Problem: Each line of the material must be repeated precisely, with the pictures left out.

Exercise data:
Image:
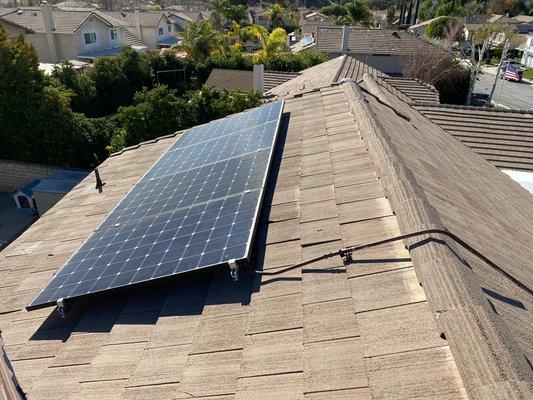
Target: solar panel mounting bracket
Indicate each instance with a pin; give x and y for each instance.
(63, 307)
(234, 270)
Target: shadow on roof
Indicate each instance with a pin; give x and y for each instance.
(188, 294)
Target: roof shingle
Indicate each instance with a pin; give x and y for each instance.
(346, 160)
(503, 137)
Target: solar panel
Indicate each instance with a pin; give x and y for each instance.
(195, 208)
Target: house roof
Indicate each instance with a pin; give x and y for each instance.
(346, 67)
(75, 3)
(234, 79)
(64, 21)
(502, 137)
(368, 41)
(425, 23)
(354, 164)
(148, 19)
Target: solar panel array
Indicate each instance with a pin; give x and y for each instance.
(196, 207)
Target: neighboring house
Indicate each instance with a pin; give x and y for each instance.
(153, 28)
(316, 17)
(246, 81)
(308, 27)
(385, 50)
(65, 35)
(54, 187)
(502, 137)
(76, 4)
(259, 16)
(24, 197)
(411, 91)
(41, 195)
(527, 56)
(180, 18)
(444, 314)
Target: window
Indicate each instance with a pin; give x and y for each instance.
(90, 37)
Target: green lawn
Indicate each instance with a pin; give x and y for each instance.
(528, 73)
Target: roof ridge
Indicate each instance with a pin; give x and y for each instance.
(464, 107)
(477, 336)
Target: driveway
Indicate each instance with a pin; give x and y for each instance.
(513, 94)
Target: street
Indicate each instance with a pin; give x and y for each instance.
(513, 95)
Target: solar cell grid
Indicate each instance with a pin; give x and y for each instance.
(196, 207)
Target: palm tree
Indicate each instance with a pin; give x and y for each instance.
(417, 6)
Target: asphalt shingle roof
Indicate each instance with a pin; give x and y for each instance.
(352, 166)
(346, 67)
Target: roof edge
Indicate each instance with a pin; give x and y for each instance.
(24, 28)
(488, 359)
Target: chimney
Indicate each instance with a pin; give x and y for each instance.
(49, 29)
(258, 77)
(137, 16)
(345, 37)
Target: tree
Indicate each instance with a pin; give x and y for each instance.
(275, 45)
(83, 91)
(441, 69)
(427, 10)
(162, 111)
(201, 40)
(358, 11)
(390, 15)
(217, 13)
(334, 10)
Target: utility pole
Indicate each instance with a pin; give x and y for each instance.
(504, 57)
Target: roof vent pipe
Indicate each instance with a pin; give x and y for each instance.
(345, 37)
(49, 29)
(259, 70)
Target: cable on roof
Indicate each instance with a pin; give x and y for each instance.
(347, 258)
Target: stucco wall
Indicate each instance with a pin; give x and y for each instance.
(16, 174)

Result of the exercise:
Image:
Target: solar panel mounting bracket
Indicate each instance with a pin; give x and y for each instance.
(63, 307)
(234, 270)
Target: shadow on roof
Indicate each instance with a pin; give x and y for each instance.
(188, 294)
Target: roof shingle
Indicate each instance with a pin; give x and y for each instance.
(346, 160)
(503, 137)
Target: solar panel
Indicate each instance with a pin; give x and y for each instance.
(195, 208)
Target: house roof
Indicate each instance with a pin; give x and y for each instance.
(346, 67)
(75, 3)
(234, 79)
(64, 21)
(502, 137)
(368, 41)
(425, 23)
(354, 164)
(148, 19)
Target: solar panel array
Indicate each instance with a pin; give x and y for each instance.
(196, 207)
Target: neighboring house
Indicate each instance with a pin; give x and y for each instance.
(153, 28)
(316, 17)
(246, 81)
(308, 27)
(385, 50)
(65, 35)
(54, 187)
(502, 137)
(76, 4)
(259, 16)
(24, 197)
(411, 91)
(41, 195)
(527, 56)
(180, 18)
(444, 314)
Target: window
Indicate each instance with a pin; give x and y for each instance.
(90, 37)
Target: green lawn
Indicate each instance with a pin; give x and y for each instance.
(528, 73)
Target: roof ridge
Indicate each instance with a pin; give x and y for each instance.
(464, 107)
(477, 336)
Target: driveway
Indicate each instance with a pin; give x and y for each instance.
(513, 94)
Target: street
Indicate each instance with a pin; give x and y for each instance.
(513, 95)
Target: solar cell grid
Indicate each instance with a pin; give x and y for each instance.
(196, 207)
Target: palm tree
Indicate each instance with a pin; give x and y for each instance.
(417, 6)
Target: asphalt shingle roof
Indicate each instance with a pin; give x and y for each instance.
(352, 166)
(346, 67)
Target: roof edge
Indicate each instance with a pin; give x and y for each instance.
(24, 28)
(488, 359)
Target: chimney
Indicate each instance with a pin; give x and y for each instance.
(49, 29)
(258, 77)
(137, 16)
(345, 37)
Target: tree
Indicate each instance with a pin; give x and y for each instance.
(275, 45)
(83, 91)
(441, 69)
(427, 10)
(162, 111)
(201, 40)
(358, 11)
(390, 15)
(217, 13)
(334, 10)
Target: utility pole
Indicate each instance with a pin; give x and y for each instance.
(504, 57)
Target: roof vent pipe
Indicate each instance with a pin; give x and y for each instance.
(345, 37)
(49, 29)
(259, 70)
Target: cable on roof
Indicate each instance with a pin; give x and y for each instance.
(347, 258)
Target: stucco wall
Indicate each instance with a pin; give x and y for each instance.
(16, 174)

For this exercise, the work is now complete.